HOW TO COMPLETE THIS TASK – Below is a listing; print exactly its lines from the one containing "Where can you find the cloudy" down to the one containing "Where can you find the minaret balcony", both inclusive, with every picture left out.

DATA PROVIDED –
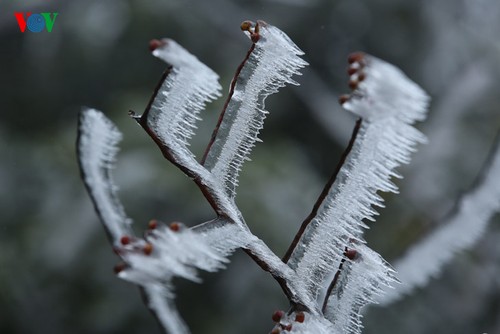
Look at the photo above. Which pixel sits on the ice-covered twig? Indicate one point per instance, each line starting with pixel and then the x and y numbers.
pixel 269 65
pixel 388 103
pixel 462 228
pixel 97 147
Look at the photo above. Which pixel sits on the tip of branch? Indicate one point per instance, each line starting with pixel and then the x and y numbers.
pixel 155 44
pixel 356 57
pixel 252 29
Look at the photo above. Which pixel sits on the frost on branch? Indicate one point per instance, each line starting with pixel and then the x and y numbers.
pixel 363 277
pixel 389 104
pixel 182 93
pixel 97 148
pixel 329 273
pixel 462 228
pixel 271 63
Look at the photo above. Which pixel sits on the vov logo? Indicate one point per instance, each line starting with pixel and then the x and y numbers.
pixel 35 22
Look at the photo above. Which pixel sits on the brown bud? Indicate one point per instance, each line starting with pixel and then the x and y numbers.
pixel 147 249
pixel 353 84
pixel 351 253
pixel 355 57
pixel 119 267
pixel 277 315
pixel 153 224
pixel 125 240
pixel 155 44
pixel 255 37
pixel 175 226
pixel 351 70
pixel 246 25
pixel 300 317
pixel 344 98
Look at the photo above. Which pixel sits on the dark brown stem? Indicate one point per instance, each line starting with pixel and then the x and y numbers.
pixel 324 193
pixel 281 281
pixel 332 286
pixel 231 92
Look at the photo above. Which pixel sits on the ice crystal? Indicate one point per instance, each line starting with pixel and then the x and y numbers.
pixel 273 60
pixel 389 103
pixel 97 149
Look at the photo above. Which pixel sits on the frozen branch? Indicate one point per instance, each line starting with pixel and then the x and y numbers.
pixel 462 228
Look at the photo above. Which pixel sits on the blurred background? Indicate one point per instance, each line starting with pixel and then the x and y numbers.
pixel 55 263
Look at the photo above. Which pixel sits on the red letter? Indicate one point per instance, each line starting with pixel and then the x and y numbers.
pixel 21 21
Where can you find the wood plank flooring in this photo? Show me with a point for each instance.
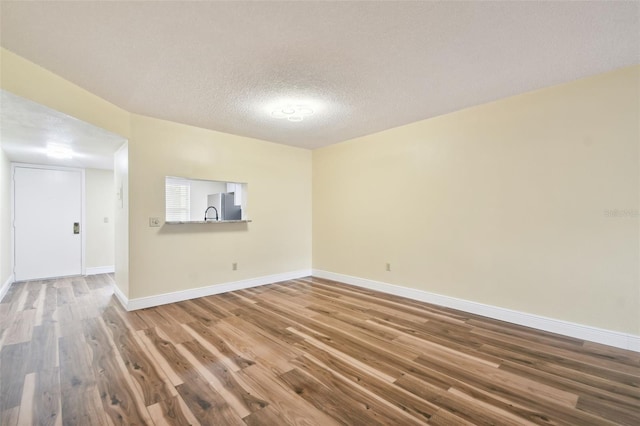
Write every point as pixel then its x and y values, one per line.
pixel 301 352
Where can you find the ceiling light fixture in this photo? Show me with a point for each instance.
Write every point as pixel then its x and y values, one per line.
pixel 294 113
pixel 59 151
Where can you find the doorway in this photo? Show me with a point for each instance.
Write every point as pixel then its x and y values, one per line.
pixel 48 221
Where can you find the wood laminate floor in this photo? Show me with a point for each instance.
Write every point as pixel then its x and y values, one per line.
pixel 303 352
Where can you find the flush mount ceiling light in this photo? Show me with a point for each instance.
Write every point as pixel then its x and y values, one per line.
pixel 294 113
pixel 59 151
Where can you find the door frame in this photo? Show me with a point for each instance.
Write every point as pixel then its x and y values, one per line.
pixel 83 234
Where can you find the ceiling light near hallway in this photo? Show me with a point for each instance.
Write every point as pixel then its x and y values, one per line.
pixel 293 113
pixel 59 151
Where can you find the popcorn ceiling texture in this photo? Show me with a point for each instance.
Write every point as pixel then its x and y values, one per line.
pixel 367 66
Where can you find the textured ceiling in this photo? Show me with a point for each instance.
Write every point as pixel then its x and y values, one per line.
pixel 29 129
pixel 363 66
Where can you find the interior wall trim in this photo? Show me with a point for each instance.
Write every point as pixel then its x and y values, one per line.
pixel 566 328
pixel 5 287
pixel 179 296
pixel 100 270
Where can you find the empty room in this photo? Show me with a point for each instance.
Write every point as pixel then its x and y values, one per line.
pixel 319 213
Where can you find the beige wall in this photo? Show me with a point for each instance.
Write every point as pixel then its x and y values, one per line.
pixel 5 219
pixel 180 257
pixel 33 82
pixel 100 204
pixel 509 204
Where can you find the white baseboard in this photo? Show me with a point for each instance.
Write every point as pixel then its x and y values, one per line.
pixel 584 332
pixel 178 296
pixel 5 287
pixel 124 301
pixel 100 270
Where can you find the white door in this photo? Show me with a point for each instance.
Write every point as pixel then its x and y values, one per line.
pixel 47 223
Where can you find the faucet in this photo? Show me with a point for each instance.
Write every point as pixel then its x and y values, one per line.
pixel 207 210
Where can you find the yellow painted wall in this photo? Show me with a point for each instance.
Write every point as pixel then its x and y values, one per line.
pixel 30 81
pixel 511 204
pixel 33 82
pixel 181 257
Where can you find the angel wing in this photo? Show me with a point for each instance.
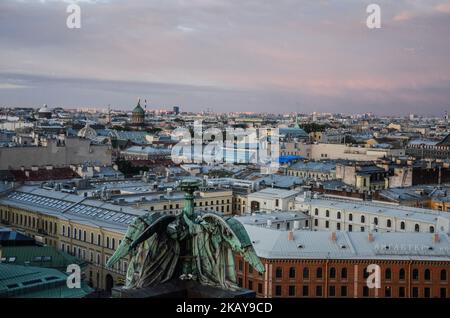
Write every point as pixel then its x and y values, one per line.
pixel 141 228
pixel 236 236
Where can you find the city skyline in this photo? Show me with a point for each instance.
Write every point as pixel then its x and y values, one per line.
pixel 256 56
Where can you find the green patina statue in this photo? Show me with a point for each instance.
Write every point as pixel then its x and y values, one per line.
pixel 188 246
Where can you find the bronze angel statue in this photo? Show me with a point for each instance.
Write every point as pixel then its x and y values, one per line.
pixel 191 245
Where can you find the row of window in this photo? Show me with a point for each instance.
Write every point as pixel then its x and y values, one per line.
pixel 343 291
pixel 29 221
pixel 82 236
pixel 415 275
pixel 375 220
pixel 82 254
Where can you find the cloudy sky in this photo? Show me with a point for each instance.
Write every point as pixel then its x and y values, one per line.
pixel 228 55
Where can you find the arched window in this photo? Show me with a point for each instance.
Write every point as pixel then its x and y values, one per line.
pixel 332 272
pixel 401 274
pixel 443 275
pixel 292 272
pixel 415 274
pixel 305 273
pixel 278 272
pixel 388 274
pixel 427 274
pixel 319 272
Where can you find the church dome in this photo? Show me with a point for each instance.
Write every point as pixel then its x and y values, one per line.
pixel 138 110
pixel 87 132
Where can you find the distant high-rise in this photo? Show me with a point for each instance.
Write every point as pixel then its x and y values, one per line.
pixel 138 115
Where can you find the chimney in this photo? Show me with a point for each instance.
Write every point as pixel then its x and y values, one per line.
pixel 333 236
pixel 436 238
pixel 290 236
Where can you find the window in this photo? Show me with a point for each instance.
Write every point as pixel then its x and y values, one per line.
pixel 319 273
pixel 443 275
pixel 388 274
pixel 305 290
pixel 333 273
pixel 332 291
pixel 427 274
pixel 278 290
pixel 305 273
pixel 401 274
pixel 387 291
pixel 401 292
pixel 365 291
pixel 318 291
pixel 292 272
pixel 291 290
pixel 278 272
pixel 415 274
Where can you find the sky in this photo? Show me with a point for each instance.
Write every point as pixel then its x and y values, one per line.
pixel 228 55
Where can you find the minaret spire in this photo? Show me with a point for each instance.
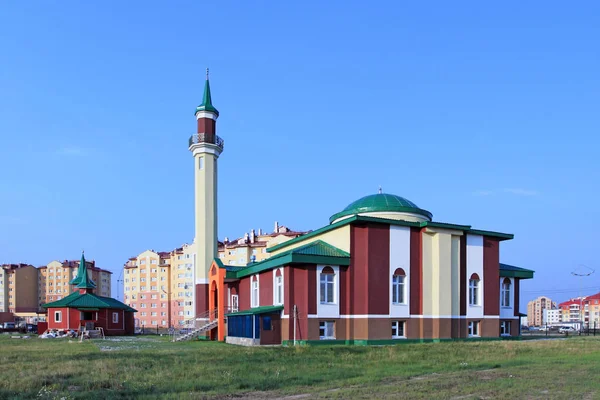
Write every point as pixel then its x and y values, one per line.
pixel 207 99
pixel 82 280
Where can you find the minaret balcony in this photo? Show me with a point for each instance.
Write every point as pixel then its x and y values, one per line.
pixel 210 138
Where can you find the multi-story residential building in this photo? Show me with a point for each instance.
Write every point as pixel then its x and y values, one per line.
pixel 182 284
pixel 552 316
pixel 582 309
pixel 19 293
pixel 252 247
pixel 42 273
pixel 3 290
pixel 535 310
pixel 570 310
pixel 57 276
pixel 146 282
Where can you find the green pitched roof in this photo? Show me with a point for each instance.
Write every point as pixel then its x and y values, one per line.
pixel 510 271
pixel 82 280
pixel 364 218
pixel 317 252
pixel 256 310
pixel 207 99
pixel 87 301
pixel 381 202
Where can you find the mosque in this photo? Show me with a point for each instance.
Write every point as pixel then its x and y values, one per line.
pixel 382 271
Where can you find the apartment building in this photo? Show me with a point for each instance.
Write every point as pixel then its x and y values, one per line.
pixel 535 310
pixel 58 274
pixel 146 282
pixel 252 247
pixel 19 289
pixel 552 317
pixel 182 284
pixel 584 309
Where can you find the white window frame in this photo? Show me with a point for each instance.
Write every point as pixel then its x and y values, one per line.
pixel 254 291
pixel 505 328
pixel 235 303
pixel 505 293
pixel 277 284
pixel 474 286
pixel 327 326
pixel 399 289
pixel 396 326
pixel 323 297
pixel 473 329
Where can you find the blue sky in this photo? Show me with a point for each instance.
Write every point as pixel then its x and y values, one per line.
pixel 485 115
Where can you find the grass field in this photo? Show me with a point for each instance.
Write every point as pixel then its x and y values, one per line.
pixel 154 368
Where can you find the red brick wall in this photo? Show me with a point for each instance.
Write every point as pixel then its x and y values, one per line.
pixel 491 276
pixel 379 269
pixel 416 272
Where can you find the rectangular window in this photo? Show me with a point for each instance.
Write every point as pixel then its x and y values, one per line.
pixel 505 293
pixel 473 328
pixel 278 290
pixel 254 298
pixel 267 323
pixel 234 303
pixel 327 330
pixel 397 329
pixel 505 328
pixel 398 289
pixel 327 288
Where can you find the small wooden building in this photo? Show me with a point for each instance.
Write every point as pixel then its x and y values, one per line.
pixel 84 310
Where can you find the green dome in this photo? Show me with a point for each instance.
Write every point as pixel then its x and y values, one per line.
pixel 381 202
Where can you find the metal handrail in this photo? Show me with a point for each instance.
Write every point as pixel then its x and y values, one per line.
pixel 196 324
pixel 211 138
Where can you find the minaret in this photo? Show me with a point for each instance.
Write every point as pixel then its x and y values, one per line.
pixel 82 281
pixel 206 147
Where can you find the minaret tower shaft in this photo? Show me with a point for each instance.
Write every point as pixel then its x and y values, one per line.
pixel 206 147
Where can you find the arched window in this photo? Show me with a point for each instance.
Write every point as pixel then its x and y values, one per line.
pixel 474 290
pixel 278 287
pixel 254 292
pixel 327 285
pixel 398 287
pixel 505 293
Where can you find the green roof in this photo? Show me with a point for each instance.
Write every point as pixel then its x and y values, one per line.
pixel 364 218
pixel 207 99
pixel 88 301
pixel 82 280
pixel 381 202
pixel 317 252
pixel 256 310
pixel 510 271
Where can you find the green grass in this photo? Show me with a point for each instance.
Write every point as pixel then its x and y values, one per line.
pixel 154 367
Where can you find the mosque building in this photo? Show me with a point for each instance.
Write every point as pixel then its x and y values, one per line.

EXPECTED OUTPUT –
Where can you find the cloudy sky in this photo? Show me with a point for each instance.
Write every point as pixel then its x and y values, one per line.
pixel 228 55
Where can you find the arched window in this photo? Show me with a point for each instance.
Write every point as pixel then its x and y values, one per line.
pixel 332 272
pixel 401 274
pixel 443 275
pixel 292 272
pixel 415 274
pixel 305 273
pixel 278 272
pixel 388 274
pixel 427 274
pixel 319 272
Where can you find the church dome in this photo? Show me with a point for each instance.
Write every point as pixel then its x and y values, one per line.
pixel 138 110
pixel 87 132
Where can you find the distant high-rise in this photo? Show me with a point for each instance.
Write every point as pixel then its x and y values, one per line.
pixel 138 115
Where can you find the chimney in this photo? Show me with a point for each instance.
Write every point as pixel then its x and y values, one per line.
pixel 333 236
pixel 436 238
pixel 290 236
Where can you find the window in this photo? Show me with a point for each instance.
Write every point as pixel then its x and y values, one per line.
pixel 319 273
pixel 443 275
pixel 388 274
pixel 305 290
pixel 333 273
pixel 332 291
pixel 427 274
pixel 278 290
pixel 305 273
pixel 401 274
pixel 387 291
pixel 401 292
pixel 365 291
pixel 318 291
pixel 292 272
pixel 291 290
pixel 278 272
pixel 415 274
Where can you find the sky in this photo? Show me with a point for each instance.
Write every point as pixel then its x and y values, one per line.
pixel 228 55
Where can you find the minaret spire in this photo? Show me with a point for each instance.
Write every point as pixel then its x and y values, one per line.
pixel 207 99
pixel 82 280
Where can you find the minaret balcony in this photo? Show me with a point for each instance.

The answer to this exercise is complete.